■ EXERCISE BRIEF: Count the lines of the material below that contain the string "cart", treating uppercase and lowercase as different. Reply with the number alone.

Records from a data source
__________

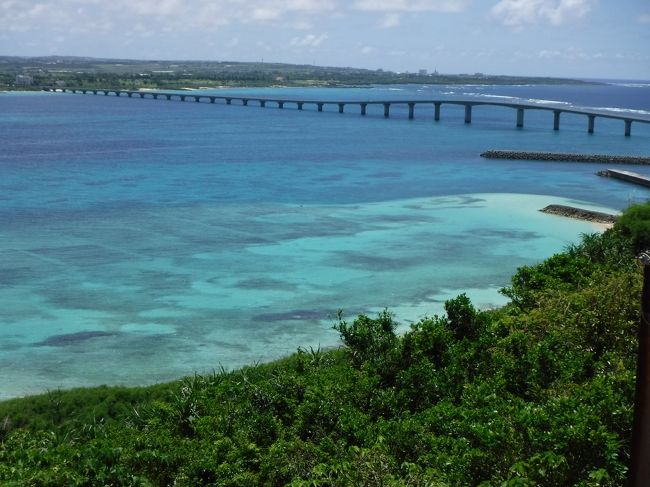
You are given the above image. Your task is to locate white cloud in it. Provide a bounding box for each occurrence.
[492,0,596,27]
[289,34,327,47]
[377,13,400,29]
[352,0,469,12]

__________

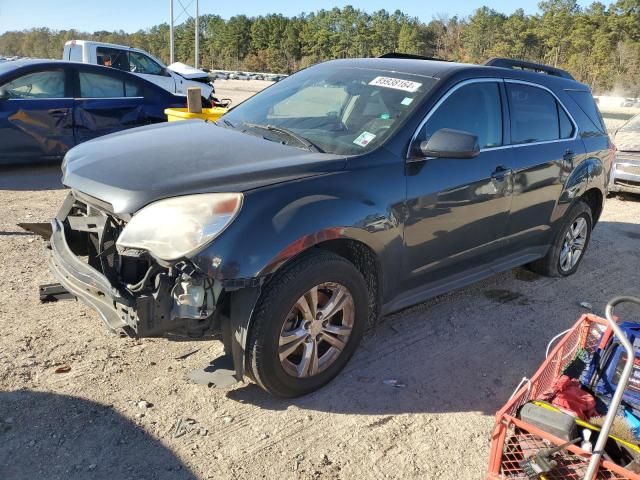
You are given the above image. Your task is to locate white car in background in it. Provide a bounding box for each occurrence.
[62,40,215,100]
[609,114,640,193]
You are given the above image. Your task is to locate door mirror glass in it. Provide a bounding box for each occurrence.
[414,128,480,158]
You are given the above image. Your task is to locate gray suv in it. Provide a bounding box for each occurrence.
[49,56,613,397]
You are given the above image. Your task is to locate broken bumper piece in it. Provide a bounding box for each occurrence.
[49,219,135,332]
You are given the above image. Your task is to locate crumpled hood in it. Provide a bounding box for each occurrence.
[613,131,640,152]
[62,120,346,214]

__________

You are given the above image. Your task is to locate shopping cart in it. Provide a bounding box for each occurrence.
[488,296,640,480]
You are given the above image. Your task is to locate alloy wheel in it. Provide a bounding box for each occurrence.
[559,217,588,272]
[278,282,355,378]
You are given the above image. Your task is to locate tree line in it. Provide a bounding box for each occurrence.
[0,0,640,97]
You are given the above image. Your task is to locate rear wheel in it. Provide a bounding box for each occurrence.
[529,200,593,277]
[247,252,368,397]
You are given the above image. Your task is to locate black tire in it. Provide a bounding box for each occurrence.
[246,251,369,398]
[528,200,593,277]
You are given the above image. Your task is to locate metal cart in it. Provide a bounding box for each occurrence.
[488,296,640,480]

__________

■ ANSWER IN FULL: 2